• Required task: Copy the records below verbatim, starting with the line that contains "Find the dirt" and continuing through the end of the records.

Dataset entries
_____

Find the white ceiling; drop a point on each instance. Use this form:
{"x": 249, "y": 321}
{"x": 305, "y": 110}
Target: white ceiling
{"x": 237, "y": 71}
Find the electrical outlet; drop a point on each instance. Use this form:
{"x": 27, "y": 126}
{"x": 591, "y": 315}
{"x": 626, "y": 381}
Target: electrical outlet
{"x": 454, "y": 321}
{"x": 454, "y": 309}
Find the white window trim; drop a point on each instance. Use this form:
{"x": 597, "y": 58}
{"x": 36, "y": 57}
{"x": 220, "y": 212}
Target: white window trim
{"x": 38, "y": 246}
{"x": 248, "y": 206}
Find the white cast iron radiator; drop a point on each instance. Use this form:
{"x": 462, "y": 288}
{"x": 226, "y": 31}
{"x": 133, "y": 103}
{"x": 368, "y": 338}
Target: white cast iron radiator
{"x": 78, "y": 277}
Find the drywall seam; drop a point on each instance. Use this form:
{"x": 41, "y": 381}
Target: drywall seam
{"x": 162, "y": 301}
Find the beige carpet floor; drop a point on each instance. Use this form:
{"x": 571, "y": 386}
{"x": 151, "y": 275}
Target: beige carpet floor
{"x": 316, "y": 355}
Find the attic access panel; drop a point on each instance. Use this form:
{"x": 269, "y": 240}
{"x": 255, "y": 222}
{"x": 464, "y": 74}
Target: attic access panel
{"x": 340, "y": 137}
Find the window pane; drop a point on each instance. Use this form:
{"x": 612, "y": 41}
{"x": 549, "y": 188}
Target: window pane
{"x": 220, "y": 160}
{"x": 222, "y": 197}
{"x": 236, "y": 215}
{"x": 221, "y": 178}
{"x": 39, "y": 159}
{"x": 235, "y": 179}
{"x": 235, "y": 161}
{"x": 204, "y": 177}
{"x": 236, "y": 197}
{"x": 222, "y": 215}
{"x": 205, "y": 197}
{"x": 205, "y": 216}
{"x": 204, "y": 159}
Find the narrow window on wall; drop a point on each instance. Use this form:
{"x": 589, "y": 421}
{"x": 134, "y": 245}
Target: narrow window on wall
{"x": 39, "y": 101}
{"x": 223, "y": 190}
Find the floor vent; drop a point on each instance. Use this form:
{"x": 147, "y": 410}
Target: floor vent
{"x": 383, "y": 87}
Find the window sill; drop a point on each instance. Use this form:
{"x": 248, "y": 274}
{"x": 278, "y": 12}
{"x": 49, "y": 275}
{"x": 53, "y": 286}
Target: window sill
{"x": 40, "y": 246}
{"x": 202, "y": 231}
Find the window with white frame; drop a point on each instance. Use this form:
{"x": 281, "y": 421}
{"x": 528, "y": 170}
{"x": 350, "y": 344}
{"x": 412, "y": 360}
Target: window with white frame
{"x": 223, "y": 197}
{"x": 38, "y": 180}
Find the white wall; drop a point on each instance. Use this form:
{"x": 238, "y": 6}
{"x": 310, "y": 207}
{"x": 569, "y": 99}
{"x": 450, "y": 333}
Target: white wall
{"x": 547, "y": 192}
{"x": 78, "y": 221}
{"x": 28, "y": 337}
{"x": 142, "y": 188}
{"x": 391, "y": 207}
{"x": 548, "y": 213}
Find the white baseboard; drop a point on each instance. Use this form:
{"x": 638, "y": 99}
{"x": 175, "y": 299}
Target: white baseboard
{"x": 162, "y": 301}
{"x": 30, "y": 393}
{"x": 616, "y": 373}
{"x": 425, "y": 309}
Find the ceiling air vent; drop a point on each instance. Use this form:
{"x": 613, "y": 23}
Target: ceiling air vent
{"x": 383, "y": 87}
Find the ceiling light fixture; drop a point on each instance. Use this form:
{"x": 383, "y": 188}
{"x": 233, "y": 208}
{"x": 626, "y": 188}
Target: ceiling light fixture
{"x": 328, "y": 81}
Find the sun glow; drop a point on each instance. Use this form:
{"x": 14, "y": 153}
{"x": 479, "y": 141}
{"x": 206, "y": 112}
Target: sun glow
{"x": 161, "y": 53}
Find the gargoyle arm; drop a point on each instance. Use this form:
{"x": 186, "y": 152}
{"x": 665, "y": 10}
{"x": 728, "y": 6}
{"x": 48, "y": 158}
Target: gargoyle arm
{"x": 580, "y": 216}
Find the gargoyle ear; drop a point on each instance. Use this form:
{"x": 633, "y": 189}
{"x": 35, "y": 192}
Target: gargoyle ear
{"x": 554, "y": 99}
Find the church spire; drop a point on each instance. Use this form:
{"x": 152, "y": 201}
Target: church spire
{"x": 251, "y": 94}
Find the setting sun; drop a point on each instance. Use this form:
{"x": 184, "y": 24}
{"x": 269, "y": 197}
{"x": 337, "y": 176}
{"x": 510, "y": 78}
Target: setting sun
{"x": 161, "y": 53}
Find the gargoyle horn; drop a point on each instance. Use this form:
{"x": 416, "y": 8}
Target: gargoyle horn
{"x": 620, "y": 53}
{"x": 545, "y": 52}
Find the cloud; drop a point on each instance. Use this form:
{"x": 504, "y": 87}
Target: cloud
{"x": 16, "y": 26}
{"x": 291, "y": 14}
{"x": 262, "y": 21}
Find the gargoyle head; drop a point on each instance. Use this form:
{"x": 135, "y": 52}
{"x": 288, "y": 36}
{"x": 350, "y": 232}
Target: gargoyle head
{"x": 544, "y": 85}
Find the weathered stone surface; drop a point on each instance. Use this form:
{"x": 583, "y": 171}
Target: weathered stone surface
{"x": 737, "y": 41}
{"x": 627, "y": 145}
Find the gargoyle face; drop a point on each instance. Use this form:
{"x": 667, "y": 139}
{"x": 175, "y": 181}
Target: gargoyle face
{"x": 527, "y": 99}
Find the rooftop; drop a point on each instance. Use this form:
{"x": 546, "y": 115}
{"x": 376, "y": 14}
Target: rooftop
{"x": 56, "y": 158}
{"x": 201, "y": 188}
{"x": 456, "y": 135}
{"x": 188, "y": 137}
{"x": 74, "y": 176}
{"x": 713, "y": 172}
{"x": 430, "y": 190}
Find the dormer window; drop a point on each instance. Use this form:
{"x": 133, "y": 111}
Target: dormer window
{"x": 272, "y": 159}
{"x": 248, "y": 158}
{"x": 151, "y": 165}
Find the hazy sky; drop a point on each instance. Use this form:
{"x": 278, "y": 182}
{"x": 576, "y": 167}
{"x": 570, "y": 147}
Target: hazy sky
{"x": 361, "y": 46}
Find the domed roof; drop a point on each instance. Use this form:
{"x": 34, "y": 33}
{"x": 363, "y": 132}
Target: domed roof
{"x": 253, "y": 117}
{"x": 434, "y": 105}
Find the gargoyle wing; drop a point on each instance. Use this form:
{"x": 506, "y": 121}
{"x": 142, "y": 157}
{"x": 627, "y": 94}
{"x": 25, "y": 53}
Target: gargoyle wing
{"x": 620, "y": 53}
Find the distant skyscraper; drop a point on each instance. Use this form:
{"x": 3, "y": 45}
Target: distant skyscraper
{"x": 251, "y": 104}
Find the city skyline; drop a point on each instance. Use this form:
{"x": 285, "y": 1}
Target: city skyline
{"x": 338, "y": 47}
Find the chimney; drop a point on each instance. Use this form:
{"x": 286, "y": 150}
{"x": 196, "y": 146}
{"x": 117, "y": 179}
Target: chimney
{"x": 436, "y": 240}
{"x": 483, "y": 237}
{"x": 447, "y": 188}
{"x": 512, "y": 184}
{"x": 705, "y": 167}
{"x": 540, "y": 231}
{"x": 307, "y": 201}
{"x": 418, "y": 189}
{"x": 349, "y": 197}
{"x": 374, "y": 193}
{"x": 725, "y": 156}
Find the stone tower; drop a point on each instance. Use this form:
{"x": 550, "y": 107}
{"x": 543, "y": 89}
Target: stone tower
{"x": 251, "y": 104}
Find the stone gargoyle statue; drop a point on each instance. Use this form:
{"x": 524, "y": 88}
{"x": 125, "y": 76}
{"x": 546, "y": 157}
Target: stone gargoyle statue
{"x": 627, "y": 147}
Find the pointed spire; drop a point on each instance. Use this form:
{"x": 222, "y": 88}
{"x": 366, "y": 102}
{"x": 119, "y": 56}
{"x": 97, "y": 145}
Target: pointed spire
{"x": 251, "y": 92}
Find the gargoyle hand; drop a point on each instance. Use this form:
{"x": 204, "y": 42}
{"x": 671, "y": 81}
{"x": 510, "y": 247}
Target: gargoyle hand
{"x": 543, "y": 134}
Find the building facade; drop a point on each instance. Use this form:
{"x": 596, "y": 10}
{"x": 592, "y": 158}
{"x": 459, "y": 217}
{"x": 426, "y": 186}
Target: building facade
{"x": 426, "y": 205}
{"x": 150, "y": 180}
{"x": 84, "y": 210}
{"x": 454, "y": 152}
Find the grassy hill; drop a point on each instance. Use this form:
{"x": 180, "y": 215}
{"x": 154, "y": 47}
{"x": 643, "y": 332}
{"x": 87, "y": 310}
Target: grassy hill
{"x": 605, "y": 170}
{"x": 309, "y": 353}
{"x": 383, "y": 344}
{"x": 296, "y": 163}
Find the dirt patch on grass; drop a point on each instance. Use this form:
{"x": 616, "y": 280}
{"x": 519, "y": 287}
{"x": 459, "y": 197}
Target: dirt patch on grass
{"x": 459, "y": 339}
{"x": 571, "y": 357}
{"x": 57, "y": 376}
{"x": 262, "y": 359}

_____

• Finished exercise:
Find the dirt patch on grass; drop a point on each instance. Use this form:
{"x": 616, "y": 280}
{"x": 519, "y": 287}
{"x": 459, "y": 197}
Target: dirt patch on grass
{"x": 459, "y": 339}
{"x": 571, "y": 357}
{"x": 57, "y": 376}
{"x": 262, "y": 359}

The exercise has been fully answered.